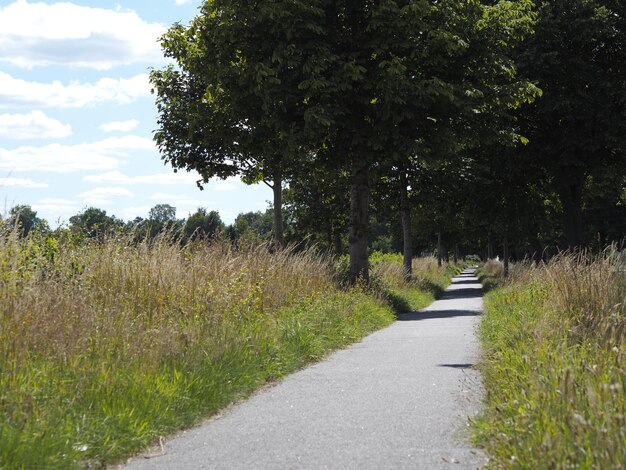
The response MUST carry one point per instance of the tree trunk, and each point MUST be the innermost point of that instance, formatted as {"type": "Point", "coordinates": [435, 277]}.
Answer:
{"type": "Point", "coordinates": [359, 221]}
{"type": "Point", "coordinates": [571, 198]}
{"type": "Point", "coordinates": [505, 255]}
{"type": "Point", "coordinates": [439, 250]}
{"type": "Point", "coordinates": [337, 242]}
{"type": "Point", "coordinates": [277, 188]}
{"type": "Point", "coordinates": [405, 216]}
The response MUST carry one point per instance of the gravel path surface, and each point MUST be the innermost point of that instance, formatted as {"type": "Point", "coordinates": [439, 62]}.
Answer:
{"type": "Point", "coordinates": [399, 399]}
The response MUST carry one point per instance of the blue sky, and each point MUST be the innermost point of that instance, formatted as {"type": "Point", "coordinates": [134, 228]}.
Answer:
{"type": "Point", "coordinates": [77, 116]}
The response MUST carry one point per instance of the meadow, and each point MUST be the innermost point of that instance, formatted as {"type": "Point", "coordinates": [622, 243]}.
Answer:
{"type": "Point", "coordinates": [554, 341]}
{"type": "Point", "coordinates": [108, 346]}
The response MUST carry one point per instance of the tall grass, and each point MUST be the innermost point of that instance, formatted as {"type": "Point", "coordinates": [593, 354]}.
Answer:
{"type": "Point", "coordinates": [105, 347]}
{"type": "Point", "coordinates": [427, 283]}
{"type": "Point", "coordinates": [554, 339]}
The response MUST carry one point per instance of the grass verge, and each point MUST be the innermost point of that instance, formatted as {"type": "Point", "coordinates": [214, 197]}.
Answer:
{"type": "Point", "coordinates": [106, 347]}
{"type": "Point", "coordinates": [427, 283]}
{"type": "Point", "coordinates": [555, 367]}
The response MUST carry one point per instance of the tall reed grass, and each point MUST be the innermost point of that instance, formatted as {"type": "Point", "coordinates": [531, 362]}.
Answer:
{"type": "Point", "coordinates": [427, 282]}
{"type": "Point", "coordinates": [554, 339]}
{"type": "Point", "coordinates": [105, 347]}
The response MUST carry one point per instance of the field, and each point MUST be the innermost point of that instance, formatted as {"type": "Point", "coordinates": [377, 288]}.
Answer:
{"type": "Point", "coordinates": [105, 347]}
{"type": "Point", "coordinates": [555, 365]}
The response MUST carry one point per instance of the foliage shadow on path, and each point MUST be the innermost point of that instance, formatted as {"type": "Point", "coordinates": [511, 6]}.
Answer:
{"type": "Point", "coordinates": [429, 315]}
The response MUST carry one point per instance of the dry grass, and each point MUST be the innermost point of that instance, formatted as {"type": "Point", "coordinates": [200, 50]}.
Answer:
{"type": "Point", "coordinates": [555, 365]}
{"type": "Point", "coordinates": [104, 347]}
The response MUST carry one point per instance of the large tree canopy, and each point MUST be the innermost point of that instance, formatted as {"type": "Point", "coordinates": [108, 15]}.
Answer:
{"type": "Point", "coordinates": [577, 130]}
{"type": "Point", "coordinates": [262, 88]}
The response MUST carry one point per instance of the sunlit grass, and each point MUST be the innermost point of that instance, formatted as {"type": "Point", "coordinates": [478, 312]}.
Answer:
{"type": "Point", "coordinates": [107, 347]}
{"type": "Point", "coordinates": [427, 283]}
{"type": "Point", "coordinates": [555, 366]}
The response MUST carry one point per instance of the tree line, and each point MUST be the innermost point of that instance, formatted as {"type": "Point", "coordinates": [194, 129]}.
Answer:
{"type": "Point", "coordinates": [93, 223]}
{"type": "Point", "coordinates": [478, 123]}
{"type": "Point", "coordinates": [475, 126]}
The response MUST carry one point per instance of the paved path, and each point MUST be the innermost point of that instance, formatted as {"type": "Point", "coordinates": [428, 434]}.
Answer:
{"type": "Point", "coordinates": [399, 399]}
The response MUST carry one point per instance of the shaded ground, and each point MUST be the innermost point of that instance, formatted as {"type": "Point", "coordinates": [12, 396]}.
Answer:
{"type": "Point", "coordinates": [398, 399]}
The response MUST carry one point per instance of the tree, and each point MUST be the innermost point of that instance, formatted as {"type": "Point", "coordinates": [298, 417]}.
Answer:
{"type": "Point", "coordinates": [162, 214]}
{"type": "Point", "coordinates": [94, 223]}
{"type": "Point", "coordinates": [579, 125]}
{"type": "Point", "coordinates": [203, 225]}
{"type": "Point", "coordinates": [233, 106]}
{"type": "Point", "coordinates": [400, 70]}
{"type": "Point", "coordinates": [255, 225]}
{"type": "Point", "coordinates": [25, 219]}
{"type": "Point", "coordinates": [347, 85]}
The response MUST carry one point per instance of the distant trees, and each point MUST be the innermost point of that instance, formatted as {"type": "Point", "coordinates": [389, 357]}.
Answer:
{"type": "Point", "coordinates": [349, 87]}
{"type": "Point", "coordinates": [452, 127]}
{"type": "Point", "coordinates": [24, 219]}
{"type": "Point", "coordinates": [94, 223]}
{"type": "Point", "coordinates": [577, 131]}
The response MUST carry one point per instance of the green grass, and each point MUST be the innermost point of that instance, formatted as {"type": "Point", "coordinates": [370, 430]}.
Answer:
{"type": "Point", "coordinates": [426, 285]}
{"type": "Point", "coordinates": [107, 347]}
{"type": "Point", "coordinates": [555, 368]}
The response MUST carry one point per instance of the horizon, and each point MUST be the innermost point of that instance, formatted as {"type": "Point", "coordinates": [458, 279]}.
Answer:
{"type": "Point", "coordinates": [77, 115]}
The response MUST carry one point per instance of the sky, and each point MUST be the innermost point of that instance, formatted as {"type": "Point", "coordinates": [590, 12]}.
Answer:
{"type": "Point", "coordinates": [77, 115]}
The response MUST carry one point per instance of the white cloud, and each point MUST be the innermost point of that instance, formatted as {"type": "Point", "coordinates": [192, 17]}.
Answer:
{"type": "Point", "coordinates": [116, 177]}
{"type": "Point", "coordinates": [18, 93]}
{"type": "Point", "coordinates": [53, 210]}
{"type": "Point", "coordinates": [103, 155]}
{"type": "Point", "coordinates": [183, 203]}
{"type": "Point", "coordinates": [129, 213]}
{"type": "Point", "coordinates": [119, 126]}
{"type": "Point", "coordinates": [37, 34]}
{"type": "Point", "coordinates": [21, 183]}
{"type": "Point", "coordinates": [34, 125]}
{"type": "Point", "coordinates": [223, 186]}
{"type": "Point", "coordinates": [104, 196]}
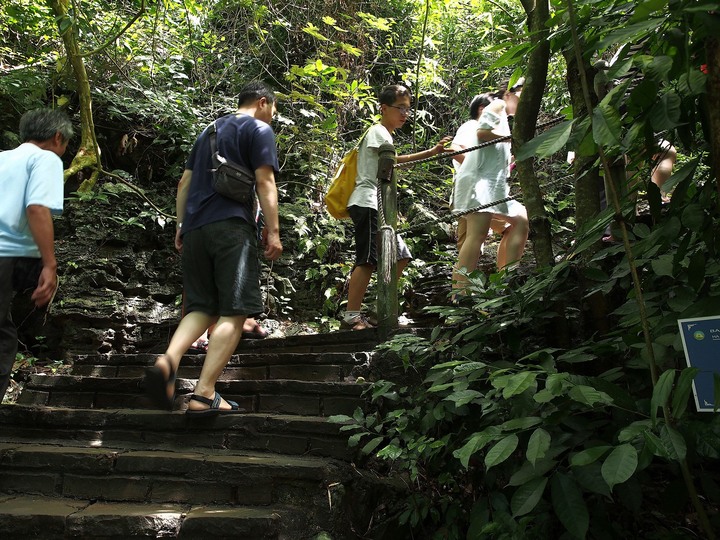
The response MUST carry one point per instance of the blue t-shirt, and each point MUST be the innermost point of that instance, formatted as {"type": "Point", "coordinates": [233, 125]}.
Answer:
{"type": "Point", "coordinates": [240, 138]}
{"type": "Point", "coordinates": [28, 175]}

_Direction:_ Reproduce the lines from the one containing "the horizon, and" through the end of the records, substituting "most central" for every "innermost" and changing nothing else. Omit the pictures.

_Written solution:_
The response MUST carry one point per instance of the horizon, and each point MUST be the most central point of that instance, formatted as {"type": "Point", "coordinates": [458, 279]}.
Answer:
{"type": "Point", "coordinates": [77, 115]}
The response MUST carry one point per instance of the sky, and each point MUST be the most central point of that instance, formatted as {"type": "Point", "coordinates": [590, 12]}.
Answer:
{"type": "Point", "coordinates": [77, 115]}
The response MUST carry one point per instance of the white cloud, and each point MUST be the most central point of that instance, formatted as {"type": "Point", "coordinates": [192, 17]}.
Answer:
{"type": "Point", "coordinates": [116, 177]}
{"type": "Point", "coordinates": [18, 93]}
{"type": "Point", "coordinates": [53, 210]}
{"type": "Point", "coordinates": [103, 155]}
{"type": "Point", "coordinates": [183, 203]}
{"type": "Point", "coordinates": [129, 213]}
{"type": "Point", "coordinates": [119, 126]}
{"type": "Point", "coordinates": [37, 34]}
{"type": "Point", "coordinates": [21, 183]}
{"type": "Point", "coordinates": [34, 125]}
{"type": "Point", "coordinates": [223, 186]}
{"type": "Point", "coordinates": [104, 196]}
The response MUST carry one point per instance of the blue t-shirt, and each point MUST be the most central point of that instance, formatted as {"type": "Point", "coordinates": [233, 125]}.
Answer:
{"type": "Point", "coordinates": [240, 138]}
{"type": "Point", "coordinates": [28, 175]}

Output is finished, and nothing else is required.